[Stored data entries]
++++++++
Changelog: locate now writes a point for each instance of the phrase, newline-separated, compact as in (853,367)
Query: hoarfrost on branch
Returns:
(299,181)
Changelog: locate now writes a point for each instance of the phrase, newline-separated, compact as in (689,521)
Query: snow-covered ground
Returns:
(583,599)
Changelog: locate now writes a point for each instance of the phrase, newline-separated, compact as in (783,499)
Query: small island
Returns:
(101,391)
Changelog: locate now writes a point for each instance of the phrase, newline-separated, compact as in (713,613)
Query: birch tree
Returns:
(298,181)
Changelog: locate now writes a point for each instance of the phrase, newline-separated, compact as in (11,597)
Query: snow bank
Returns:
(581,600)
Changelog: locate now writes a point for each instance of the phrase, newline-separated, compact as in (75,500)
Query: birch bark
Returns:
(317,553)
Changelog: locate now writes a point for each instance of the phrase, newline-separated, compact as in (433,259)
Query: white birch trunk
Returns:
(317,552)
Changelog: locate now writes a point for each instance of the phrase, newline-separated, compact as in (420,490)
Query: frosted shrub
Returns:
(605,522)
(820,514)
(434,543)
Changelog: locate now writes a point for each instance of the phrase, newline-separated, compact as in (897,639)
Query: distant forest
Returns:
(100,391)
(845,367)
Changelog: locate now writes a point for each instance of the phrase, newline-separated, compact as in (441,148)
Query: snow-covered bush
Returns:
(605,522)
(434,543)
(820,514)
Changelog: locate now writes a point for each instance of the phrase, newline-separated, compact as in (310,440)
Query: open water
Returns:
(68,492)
++++++++
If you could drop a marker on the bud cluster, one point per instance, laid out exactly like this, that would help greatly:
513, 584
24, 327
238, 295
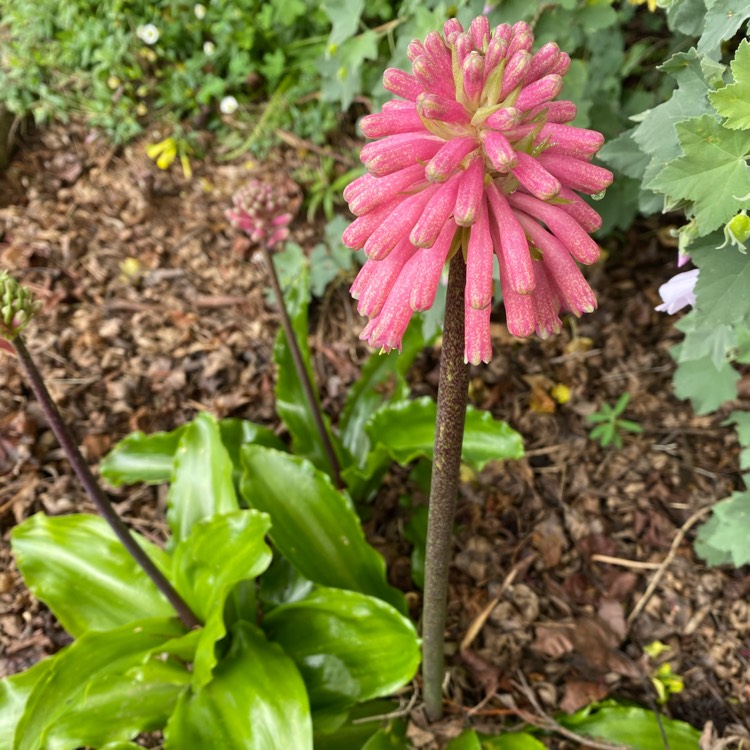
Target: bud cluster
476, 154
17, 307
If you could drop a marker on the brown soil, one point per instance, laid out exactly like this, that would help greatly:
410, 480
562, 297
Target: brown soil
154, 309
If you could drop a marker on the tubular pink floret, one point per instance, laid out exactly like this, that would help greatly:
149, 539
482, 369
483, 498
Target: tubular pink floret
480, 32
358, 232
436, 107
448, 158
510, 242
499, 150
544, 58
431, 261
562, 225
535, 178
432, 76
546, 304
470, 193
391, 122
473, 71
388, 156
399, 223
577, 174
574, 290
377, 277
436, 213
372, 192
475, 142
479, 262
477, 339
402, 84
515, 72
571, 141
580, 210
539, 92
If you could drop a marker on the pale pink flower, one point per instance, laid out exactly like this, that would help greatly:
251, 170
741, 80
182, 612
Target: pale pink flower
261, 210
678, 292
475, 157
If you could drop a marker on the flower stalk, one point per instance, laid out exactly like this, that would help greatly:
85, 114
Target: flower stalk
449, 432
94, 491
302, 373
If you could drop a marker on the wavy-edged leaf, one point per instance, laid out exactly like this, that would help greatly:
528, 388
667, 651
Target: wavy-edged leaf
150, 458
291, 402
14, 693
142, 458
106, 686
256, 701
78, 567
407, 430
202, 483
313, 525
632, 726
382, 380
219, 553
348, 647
++++++++
- **DESCRIPTION OF THE TASK**:
What lines above contain the string "snow"? Copy all of them.

- **TASK RESULT**:
Query: snow-covered ground
Query: snow bank
Query: snow-covered bush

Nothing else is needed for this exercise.